Coordinate annotation records:
[Begin]

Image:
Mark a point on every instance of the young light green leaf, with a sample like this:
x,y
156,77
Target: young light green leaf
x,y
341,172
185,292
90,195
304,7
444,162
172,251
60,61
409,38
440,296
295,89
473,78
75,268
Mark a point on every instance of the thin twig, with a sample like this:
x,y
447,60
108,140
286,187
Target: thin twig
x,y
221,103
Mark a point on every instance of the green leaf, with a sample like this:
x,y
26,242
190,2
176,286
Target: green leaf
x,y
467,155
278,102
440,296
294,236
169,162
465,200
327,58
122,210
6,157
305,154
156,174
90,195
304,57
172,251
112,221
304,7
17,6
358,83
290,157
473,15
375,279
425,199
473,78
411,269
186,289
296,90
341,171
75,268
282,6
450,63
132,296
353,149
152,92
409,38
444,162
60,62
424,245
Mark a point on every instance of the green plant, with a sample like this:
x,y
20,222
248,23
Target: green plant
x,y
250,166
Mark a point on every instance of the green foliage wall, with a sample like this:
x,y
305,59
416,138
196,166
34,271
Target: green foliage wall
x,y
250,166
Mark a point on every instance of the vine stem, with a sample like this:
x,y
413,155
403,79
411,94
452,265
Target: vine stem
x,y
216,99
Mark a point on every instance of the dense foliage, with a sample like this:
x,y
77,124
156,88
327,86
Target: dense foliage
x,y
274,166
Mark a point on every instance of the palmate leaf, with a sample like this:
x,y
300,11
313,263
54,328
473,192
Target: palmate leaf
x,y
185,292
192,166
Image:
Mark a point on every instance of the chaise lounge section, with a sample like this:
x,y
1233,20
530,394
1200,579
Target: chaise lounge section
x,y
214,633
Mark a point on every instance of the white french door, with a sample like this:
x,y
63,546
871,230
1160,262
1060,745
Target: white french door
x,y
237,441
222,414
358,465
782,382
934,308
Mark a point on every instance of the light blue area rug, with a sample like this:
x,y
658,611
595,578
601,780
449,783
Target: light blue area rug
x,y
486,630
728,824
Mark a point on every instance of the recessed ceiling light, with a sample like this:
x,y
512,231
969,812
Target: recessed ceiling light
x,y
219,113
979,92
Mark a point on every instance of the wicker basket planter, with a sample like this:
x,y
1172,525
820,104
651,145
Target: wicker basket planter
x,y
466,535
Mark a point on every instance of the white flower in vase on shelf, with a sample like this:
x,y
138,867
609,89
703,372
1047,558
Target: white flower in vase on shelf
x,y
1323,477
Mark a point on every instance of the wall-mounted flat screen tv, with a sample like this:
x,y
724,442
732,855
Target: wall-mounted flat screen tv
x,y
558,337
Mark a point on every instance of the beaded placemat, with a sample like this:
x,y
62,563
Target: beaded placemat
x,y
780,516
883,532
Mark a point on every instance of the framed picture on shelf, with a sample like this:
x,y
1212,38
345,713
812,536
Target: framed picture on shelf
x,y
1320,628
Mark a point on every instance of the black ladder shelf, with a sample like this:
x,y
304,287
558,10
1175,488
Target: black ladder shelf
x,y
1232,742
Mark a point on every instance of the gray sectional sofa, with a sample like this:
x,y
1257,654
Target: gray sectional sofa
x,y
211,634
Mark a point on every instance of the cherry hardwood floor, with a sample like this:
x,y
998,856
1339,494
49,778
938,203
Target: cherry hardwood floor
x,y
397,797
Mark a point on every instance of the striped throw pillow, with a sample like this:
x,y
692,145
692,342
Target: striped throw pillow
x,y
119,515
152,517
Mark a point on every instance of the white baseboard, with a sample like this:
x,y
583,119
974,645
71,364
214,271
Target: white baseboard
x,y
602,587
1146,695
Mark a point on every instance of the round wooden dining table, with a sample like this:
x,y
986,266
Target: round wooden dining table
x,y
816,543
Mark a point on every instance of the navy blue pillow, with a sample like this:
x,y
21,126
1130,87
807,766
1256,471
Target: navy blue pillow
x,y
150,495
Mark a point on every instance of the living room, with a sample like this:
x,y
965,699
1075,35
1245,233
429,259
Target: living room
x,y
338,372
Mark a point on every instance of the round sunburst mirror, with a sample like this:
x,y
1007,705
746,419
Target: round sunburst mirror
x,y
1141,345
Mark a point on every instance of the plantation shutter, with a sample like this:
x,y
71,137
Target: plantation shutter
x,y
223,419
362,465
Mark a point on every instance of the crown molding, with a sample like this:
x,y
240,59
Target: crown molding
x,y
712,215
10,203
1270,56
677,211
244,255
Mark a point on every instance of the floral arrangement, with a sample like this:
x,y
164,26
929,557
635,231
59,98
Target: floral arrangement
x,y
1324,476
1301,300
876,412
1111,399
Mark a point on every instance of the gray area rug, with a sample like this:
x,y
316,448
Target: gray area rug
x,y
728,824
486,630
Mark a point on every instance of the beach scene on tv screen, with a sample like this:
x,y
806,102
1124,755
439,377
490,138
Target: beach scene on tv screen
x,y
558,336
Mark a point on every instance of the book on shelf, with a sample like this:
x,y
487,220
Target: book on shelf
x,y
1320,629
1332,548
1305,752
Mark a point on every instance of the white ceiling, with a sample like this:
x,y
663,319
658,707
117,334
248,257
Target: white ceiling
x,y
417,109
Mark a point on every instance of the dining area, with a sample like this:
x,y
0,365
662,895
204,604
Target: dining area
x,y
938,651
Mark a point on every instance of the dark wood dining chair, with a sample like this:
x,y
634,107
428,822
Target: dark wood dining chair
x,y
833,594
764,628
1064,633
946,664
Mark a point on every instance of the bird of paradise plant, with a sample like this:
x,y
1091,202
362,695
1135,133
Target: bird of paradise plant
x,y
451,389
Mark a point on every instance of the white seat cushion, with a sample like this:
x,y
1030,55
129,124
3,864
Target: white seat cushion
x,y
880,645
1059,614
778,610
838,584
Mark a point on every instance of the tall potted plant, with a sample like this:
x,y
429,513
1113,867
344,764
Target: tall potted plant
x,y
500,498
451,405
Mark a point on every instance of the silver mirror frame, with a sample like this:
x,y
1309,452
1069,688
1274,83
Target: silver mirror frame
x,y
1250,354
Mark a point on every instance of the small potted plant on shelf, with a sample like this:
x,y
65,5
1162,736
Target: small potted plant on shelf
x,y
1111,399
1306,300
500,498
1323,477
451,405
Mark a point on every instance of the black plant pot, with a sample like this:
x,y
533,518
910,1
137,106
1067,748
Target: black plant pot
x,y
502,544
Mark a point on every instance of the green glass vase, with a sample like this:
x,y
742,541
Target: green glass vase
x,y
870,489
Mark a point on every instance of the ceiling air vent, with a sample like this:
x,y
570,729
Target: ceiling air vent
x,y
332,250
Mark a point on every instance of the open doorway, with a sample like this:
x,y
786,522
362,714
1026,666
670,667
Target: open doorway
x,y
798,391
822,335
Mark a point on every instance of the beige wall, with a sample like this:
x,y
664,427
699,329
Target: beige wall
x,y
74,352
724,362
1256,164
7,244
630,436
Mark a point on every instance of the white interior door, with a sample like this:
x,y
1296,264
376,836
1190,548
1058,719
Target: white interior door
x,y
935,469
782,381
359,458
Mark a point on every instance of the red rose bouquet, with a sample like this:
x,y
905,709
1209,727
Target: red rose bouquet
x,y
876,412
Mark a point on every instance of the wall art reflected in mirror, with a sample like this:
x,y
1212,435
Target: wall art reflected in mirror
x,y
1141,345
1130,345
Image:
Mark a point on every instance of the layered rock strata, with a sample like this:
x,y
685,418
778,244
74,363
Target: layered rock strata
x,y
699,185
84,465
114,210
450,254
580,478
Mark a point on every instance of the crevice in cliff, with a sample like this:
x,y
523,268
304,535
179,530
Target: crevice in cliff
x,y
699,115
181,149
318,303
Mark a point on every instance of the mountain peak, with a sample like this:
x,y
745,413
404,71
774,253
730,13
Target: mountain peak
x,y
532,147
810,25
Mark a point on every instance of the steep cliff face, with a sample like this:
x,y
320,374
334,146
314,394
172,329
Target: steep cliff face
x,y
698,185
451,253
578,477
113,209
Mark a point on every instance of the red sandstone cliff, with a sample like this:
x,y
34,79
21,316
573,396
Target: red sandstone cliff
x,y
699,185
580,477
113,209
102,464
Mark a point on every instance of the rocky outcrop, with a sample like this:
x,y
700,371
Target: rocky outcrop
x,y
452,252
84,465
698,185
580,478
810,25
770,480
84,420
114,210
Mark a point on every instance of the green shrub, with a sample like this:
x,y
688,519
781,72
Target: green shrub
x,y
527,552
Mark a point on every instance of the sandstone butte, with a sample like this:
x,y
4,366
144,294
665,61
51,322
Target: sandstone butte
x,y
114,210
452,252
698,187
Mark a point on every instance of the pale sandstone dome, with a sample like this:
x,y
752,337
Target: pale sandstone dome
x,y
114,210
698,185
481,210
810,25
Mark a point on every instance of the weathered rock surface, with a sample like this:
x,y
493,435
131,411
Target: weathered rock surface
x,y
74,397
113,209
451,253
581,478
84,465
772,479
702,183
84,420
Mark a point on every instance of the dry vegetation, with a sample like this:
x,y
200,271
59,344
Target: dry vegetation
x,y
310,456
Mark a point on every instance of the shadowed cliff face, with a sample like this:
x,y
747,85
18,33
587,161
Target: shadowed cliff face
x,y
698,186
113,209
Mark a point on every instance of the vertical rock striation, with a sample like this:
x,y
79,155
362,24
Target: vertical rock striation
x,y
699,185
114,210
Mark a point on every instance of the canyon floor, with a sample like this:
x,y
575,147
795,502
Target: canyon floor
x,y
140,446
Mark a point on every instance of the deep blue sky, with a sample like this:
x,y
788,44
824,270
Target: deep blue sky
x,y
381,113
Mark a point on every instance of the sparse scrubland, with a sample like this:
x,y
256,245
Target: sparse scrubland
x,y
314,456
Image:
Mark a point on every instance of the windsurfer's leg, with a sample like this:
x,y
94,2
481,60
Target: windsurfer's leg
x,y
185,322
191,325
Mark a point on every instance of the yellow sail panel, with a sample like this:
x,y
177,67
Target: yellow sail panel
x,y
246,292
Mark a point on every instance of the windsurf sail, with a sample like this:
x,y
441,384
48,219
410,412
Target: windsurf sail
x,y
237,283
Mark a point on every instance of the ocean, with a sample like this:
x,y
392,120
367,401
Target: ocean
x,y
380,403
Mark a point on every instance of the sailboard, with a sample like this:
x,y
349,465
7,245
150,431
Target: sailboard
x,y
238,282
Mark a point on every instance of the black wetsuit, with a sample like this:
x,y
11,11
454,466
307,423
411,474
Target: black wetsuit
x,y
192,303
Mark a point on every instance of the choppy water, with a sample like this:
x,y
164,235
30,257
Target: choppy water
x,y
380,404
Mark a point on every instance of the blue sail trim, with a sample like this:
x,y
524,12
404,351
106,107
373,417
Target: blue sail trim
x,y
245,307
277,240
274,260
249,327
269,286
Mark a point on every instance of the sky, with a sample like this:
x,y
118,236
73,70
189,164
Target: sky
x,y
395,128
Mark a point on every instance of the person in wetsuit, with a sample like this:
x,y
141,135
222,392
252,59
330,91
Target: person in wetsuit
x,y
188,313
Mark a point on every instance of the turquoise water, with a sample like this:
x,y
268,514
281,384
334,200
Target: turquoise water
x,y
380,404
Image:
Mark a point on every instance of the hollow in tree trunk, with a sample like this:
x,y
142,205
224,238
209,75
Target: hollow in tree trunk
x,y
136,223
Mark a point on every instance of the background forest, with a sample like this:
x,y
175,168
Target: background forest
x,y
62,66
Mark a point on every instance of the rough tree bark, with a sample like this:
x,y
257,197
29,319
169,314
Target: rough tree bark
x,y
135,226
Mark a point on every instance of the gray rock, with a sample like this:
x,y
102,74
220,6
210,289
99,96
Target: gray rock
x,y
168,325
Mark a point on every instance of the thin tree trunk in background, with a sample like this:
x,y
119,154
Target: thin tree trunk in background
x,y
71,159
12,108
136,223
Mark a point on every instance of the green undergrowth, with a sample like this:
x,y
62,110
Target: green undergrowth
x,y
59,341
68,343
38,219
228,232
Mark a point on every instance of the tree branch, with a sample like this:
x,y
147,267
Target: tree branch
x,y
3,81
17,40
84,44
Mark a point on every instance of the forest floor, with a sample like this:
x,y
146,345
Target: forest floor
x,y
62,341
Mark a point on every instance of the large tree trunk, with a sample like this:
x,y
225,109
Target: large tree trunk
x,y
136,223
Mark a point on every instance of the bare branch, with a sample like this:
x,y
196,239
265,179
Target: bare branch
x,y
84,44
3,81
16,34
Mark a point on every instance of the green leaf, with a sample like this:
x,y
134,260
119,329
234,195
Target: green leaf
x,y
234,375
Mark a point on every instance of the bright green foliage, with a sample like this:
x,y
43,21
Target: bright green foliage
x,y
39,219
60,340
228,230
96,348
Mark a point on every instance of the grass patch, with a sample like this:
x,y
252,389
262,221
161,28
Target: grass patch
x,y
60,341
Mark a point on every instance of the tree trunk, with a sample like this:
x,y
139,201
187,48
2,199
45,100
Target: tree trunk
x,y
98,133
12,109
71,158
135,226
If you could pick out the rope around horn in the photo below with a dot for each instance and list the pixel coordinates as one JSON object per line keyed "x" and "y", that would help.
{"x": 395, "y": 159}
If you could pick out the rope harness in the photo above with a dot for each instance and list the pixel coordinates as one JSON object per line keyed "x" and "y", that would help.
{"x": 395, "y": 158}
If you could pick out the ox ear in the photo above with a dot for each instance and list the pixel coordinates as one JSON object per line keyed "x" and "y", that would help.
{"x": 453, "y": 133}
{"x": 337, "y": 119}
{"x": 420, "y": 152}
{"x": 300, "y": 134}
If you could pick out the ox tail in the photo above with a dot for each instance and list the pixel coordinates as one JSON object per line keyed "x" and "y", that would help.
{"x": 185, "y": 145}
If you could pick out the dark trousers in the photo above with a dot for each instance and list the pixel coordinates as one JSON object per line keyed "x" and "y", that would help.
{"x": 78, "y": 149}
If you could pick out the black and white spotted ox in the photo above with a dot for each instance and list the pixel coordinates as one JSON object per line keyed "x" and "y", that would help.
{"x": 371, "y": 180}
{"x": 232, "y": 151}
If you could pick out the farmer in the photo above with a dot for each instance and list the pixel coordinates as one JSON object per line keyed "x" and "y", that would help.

[End]

→ **Work to complete**
Quote verbatim the line containing "Mark a point on every instance of the bright" and every line after it through the end of the records above.

→ **Answer in full**
Mark a point on every instance of the bright green foliage, with a sample like this:
x,y
43,21
Target: bright green foliage
x,y
39,219
60,340
228,230
96,348
Mark a point on every instance of the grass patch, with a sample like this:
x,y
252,389
262,221
161,28
Target: grass patch
x,y
60,341
Mark a point on every instance of the tree trunk, with a sample like this:
x,y
139,201
187,48
2,199
45,100
Target: tree trunk
x,y
98,133
12,109
71,158
135,226
If you could pick out the rope around horn in the photo below with a dot for each instance and list the pixel coordinates as one JSON object per line keyed "x" and "y", that would help.
{"x": 395, "y": 159}
If you could pick out the rope harness in the photo above with a dot for each instance and list the pixel coordinates as one JSON object per line keyed "x" and "y", that would help.
{"x": 395, "y": 158}
If you could pick out the ox ear in the photo above with a dot for each instance and list the pixel coordinates as one JSON object per line keyed "x" and "y", that would help.
{"x": 453, "y": 133}
{"x": 337, "y": 119}
{"x": 420, "y": 152}
{"x": 300, "y": 134}
If you could pick out the ox tail in the photo above with a dot for each instance and list the pixel coordinates as one JSON object per line keyed "x" and "y", that would help.
{"x": 185, "y": 145}
If you could pick out the dark trousers in the photo above with a dot for each instance and list the pixel coordinates as one JSON object per line keyed "x" and "y", that would help.
{"x": 78, "y": 149}
If you could pick out the black and white spotted ox in the photo above with a dot for each instance and list the pixel coordinates as one JSON object per line keyed "x" and "y", that would help.
{"x": 371, "y": 180}
{"x": 232, "y": 151}
If you could pick out the farmer in the photo above with a dot for each instance and list the pixel coordinates as one JSON object per line keyed "x" and "y", that would help.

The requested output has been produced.